#### Exercise materials ####

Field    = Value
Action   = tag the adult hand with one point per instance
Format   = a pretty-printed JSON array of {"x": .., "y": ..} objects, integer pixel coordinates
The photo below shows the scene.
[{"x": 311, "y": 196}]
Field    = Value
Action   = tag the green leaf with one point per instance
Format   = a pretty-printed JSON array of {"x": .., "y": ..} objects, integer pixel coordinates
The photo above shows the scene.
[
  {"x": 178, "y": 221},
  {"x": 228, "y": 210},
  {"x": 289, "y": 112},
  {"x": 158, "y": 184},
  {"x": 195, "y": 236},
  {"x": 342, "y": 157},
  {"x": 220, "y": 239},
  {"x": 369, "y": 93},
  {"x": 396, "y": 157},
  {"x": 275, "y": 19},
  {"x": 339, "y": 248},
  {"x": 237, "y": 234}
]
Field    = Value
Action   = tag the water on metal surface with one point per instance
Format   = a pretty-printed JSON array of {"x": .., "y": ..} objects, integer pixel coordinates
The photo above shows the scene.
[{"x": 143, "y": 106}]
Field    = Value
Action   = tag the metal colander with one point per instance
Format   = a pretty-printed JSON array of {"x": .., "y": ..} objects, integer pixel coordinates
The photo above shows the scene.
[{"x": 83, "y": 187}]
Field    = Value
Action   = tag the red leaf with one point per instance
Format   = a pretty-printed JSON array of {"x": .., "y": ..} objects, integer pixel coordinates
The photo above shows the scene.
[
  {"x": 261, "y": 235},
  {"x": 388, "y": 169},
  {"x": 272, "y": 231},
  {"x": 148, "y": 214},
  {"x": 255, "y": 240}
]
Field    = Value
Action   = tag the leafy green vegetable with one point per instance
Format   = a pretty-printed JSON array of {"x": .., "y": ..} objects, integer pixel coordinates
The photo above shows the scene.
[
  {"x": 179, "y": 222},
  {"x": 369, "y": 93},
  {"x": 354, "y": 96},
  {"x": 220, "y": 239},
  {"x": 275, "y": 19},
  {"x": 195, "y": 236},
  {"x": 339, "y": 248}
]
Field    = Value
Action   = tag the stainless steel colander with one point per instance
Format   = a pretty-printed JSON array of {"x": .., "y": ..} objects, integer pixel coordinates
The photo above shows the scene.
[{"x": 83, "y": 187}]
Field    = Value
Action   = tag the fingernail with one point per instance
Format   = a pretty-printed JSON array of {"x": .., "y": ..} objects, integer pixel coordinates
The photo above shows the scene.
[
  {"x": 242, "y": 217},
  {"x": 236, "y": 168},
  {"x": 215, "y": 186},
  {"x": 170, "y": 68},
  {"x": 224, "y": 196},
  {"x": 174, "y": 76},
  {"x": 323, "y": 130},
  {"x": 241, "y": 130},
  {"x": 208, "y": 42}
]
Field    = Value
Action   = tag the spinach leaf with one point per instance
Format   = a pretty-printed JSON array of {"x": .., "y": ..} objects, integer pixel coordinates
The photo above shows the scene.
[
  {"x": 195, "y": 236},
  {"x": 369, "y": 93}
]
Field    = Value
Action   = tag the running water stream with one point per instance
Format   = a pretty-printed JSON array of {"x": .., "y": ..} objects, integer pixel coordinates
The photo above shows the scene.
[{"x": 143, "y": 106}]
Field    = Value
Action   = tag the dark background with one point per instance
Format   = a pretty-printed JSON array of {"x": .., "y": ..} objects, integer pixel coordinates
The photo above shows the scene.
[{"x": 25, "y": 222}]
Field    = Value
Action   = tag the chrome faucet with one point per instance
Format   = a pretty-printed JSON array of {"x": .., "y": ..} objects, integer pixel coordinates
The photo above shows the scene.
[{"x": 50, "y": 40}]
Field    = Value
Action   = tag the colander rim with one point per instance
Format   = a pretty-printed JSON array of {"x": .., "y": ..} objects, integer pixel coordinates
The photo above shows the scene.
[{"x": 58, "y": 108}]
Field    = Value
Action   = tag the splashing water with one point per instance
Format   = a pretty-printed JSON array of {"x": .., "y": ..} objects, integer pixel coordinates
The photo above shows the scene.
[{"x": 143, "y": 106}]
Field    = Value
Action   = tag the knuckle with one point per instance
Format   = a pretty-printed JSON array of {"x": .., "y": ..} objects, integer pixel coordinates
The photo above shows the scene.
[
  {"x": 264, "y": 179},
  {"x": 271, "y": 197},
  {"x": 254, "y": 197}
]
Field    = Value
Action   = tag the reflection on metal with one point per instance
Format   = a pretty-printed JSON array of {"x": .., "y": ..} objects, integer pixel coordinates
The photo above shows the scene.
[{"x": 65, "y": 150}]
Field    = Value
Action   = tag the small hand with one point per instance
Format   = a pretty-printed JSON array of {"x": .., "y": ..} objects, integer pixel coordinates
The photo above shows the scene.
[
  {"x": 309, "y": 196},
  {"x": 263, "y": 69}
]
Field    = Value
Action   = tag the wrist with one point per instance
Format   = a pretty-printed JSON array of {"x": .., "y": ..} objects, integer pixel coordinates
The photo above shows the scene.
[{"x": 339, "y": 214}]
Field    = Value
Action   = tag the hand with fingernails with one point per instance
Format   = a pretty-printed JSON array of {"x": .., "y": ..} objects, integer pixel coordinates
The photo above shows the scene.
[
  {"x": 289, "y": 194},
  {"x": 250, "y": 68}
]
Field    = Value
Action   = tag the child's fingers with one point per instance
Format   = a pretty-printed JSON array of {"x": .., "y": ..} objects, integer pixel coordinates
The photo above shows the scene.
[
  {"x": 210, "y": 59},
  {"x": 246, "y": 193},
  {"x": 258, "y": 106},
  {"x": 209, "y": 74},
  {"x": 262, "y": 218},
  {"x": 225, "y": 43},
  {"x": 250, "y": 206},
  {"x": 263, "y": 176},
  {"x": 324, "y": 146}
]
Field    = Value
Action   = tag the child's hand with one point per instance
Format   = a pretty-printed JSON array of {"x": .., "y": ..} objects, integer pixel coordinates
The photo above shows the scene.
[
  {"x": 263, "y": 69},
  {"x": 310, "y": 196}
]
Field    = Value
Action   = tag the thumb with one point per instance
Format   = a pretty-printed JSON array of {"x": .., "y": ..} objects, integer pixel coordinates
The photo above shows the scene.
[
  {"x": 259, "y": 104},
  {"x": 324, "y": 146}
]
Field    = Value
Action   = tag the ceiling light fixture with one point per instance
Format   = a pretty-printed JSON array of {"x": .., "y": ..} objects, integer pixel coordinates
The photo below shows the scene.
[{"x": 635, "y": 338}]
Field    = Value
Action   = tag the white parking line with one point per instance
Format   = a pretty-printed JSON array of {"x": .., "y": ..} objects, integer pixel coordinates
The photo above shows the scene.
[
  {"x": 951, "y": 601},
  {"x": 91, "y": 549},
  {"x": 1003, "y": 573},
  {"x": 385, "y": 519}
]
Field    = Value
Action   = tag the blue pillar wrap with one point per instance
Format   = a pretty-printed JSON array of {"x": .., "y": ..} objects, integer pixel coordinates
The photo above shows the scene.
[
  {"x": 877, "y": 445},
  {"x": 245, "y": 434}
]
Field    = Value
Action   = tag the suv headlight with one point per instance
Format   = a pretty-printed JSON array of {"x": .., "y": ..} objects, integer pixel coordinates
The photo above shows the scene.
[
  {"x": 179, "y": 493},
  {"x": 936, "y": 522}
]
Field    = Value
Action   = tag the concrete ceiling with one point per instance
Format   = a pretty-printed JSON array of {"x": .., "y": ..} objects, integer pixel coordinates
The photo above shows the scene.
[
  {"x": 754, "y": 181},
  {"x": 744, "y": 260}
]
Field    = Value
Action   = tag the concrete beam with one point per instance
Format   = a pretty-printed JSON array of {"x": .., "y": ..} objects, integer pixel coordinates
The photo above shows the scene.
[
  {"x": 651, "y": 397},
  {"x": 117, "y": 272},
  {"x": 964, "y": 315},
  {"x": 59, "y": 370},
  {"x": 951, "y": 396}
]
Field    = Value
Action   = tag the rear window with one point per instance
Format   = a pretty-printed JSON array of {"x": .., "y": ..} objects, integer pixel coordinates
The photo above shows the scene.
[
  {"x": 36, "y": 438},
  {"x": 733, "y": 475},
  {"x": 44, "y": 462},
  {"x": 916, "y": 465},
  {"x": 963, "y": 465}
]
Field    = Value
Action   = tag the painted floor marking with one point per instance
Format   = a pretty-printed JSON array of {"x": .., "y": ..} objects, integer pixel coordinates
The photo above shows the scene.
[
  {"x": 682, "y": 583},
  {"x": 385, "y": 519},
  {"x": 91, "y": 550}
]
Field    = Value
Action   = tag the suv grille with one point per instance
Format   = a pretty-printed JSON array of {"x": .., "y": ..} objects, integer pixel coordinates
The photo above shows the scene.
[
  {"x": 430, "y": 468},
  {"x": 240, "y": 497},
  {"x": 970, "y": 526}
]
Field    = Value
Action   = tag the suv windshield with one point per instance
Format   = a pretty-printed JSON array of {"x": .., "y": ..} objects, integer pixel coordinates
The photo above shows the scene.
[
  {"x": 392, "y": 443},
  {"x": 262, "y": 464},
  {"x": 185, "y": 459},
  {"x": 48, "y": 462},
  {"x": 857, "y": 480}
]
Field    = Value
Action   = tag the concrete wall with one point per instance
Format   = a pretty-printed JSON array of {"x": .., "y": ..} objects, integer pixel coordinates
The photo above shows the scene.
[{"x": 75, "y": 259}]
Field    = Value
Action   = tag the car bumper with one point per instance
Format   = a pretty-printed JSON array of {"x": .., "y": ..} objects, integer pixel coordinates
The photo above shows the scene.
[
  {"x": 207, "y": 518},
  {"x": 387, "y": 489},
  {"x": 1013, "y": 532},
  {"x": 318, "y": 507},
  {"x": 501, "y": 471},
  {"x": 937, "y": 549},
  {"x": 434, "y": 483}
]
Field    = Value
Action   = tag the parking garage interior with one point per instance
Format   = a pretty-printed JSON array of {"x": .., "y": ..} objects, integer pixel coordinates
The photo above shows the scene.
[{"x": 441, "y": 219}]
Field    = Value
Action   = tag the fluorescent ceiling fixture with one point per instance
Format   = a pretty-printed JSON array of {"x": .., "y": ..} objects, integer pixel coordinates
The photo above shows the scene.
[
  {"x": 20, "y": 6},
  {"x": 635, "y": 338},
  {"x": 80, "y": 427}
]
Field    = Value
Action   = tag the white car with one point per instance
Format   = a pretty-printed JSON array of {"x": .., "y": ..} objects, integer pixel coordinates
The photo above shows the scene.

####

* _Problem to work on_
Beginning at the line that holds "interior with one point per instance", reproduce each line of the records above down to and including the last one.

* _Task answer_
Action   = tag the parking garage interior with one point per instance
Format   = a pretty-printed JSON array of {"x": .., "y": ..} objects, integer pixel coordinates
The photo above shows the scene.
[{"x": 441, "y": 219}]
Field    = Value
Action   = tag the fluorescent ceiling fixture with one point per instance
Format   = a pretty-printed JSON array of {"x": .., "y": ..} objects, integer pixel coordinates
The photo above shows the scene.
[
  {"x": 20, "y": 6},
  {"x": 635, "y": 338},
  {"x": 80, "y": 427}
]
Field    = Value
Action   = tag the white car with one point per instance
Format   = a pretty-printed JSON array of {"x": .., "y": ..} objects, integer pixel coordinates
The photo above shows the scene.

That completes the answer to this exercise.